WHAT TO PRODUCE >> Locate, in the data below, the line that contains "One marker serves each instance of the lower" and the line that contains "One marker serves each instance of the blue sky."; reproduce exactly those two lines and every line between them, nothing more.
*** Opening DATA EXTRACT ***
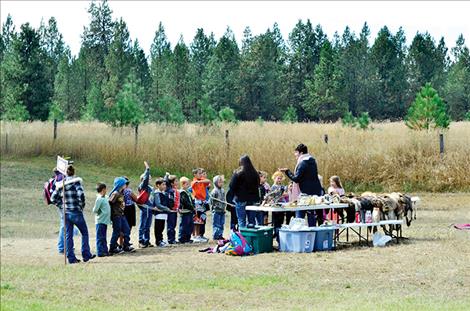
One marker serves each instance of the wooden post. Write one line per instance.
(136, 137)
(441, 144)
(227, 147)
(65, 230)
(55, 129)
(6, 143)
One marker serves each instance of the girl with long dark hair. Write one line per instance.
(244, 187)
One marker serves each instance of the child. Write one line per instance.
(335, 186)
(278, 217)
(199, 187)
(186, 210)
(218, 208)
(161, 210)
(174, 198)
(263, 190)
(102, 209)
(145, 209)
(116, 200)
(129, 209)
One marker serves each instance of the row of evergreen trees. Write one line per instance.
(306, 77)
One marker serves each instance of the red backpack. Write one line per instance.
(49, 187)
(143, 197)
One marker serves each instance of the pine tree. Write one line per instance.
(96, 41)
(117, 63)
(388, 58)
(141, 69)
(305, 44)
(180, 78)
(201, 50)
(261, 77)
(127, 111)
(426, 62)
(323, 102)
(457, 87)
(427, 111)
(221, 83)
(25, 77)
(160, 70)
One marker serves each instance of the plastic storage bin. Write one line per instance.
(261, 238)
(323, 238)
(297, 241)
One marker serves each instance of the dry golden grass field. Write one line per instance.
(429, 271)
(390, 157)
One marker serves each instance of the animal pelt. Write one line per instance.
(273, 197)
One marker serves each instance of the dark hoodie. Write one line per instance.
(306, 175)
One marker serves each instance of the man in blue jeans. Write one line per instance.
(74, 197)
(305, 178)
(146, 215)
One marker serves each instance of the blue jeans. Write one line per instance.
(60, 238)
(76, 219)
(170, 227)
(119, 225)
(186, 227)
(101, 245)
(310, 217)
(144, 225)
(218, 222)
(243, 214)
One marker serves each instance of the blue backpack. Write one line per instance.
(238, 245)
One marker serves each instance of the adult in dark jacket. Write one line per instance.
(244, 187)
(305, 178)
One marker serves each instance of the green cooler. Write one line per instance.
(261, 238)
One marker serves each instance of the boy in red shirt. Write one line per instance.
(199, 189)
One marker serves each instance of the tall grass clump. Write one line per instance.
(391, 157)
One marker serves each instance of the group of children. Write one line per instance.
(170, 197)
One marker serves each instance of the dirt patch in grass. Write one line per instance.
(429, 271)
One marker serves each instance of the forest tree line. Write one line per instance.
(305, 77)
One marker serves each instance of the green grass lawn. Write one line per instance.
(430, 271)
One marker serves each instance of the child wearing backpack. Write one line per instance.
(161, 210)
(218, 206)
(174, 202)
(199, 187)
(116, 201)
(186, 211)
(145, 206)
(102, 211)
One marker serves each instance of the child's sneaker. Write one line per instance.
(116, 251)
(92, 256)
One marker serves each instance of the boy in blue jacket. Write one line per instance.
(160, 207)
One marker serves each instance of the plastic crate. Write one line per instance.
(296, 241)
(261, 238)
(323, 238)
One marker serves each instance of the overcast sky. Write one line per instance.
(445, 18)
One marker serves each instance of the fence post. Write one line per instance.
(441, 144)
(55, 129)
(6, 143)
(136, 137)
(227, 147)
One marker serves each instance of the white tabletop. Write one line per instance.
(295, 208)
*** Closing DATA EXTRACT ***
*** Opening DATA EXTRACT ***
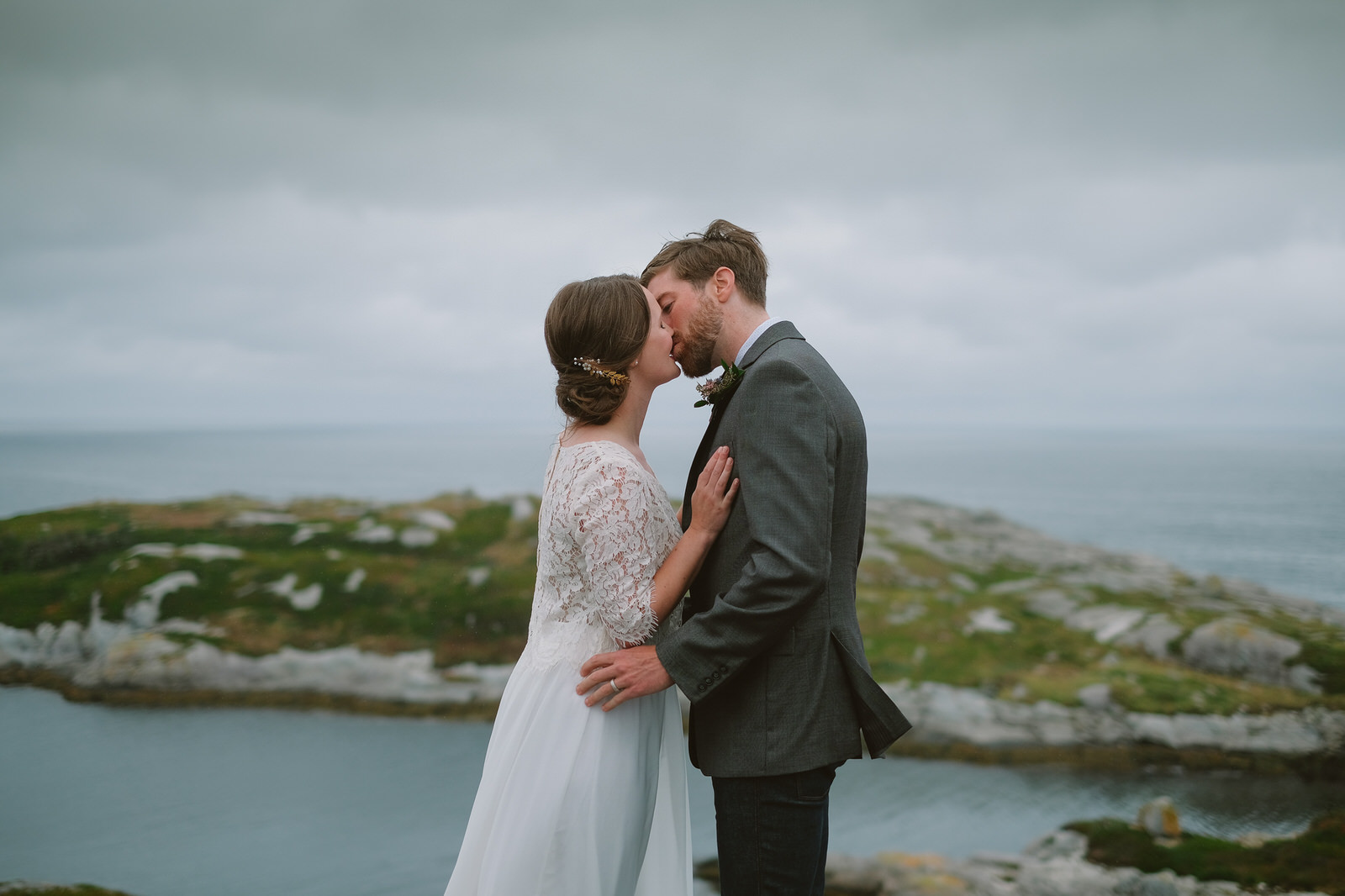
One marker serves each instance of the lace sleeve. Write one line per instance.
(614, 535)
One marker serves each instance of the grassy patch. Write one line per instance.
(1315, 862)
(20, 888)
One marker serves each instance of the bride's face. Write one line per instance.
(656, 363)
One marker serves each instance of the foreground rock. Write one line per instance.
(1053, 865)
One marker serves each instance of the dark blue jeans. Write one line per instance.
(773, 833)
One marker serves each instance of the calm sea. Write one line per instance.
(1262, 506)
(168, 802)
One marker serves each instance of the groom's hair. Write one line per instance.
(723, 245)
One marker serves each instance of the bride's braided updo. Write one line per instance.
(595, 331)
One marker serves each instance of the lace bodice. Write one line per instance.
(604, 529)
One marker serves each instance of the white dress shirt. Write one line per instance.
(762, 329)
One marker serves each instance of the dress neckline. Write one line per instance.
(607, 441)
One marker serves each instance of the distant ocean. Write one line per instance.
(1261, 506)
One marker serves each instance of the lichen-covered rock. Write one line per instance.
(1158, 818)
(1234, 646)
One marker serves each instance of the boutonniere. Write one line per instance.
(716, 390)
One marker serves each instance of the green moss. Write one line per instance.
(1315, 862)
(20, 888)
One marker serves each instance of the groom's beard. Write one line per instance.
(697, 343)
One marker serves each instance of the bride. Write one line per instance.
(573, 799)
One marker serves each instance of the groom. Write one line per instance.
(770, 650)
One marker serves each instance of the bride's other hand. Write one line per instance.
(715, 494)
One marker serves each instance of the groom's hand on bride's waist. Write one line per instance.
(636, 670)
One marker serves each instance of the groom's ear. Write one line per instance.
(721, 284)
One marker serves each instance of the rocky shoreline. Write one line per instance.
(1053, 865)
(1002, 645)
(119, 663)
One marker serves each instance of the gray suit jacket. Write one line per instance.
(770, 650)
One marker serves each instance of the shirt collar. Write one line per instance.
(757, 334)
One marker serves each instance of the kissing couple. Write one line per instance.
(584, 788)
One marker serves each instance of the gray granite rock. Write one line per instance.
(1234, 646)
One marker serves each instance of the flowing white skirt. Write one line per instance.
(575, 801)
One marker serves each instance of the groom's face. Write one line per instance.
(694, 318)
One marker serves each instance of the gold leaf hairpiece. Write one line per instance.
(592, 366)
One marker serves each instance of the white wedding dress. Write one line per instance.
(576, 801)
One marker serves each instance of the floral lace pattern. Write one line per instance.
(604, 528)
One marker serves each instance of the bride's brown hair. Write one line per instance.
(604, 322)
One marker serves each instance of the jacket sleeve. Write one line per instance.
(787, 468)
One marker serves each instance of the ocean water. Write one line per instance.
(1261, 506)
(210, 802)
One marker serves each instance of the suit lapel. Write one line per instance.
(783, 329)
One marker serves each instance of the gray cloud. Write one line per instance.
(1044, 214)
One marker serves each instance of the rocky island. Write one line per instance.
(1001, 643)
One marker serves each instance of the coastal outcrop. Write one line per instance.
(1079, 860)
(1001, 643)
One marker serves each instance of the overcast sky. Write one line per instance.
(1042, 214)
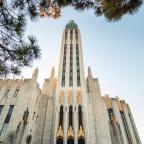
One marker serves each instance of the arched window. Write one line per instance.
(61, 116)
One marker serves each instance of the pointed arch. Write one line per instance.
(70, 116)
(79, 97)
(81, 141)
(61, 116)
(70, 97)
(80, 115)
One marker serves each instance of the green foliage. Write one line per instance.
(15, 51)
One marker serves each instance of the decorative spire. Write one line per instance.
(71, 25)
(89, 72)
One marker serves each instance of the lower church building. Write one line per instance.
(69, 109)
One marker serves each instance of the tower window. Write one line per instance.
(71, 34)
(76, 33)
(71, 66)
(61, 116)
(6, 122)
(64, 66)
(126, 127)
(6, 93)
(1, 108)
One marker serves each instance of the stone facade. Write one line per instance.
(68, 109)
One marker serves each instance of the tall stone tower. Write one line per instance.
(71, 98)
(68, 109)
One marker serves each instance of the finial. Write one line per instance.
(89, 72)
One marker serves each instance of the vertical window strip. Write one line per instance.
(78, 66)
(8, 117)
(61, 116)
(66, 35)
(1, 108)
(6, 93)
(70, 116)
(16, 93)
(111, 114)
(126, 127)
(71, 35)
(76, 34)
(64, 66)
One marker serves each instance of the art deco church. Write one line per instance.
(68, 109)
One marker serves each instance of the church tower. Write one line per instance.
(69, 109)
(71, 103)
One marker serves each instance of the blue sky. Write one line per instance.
*** Closing DATA EXTRACT ***
SOLUTION FOR THIS TASK >>
One marker serves each instance of the lower church building. Write one line per instance.
(69, 109)
One marker serves each instance of the tower window. Write one line per instance.
(71, 34)
(76, 33)
(71, 66)
(61, 116)
(6, 122)
(64, 66)
(126, 127)
(6, 93)
(1, 108)
One marker serves each instance of the stone facade. Write one line per instance.
(68, 109)
One marker serves each instance of the tall stone tower. Write one line per instance.
(71, 98)
(68, 109)
One marker serves each instance of the finial. Write one line per instance.
(89, 72)
One marker serves each instance of the vertical window strip. Write one line per instance.
(78, 66)
(8, 117)
(61, 116)
(66, 35)
(1, 108)
(6, 93)
(70, 116)
(16, 93)
(111, 114)
(126, 127)
(71, 35)
(76, 34)
(64, 66)
One marker serves each instance of the art deco church. Write one line per instance.
(68, 109)
One marker serves each instance of the church tower. Write one line per instance.
(69, 109)
(71, 103)
One marker serves each instance of the blue sky. Write one line per instance.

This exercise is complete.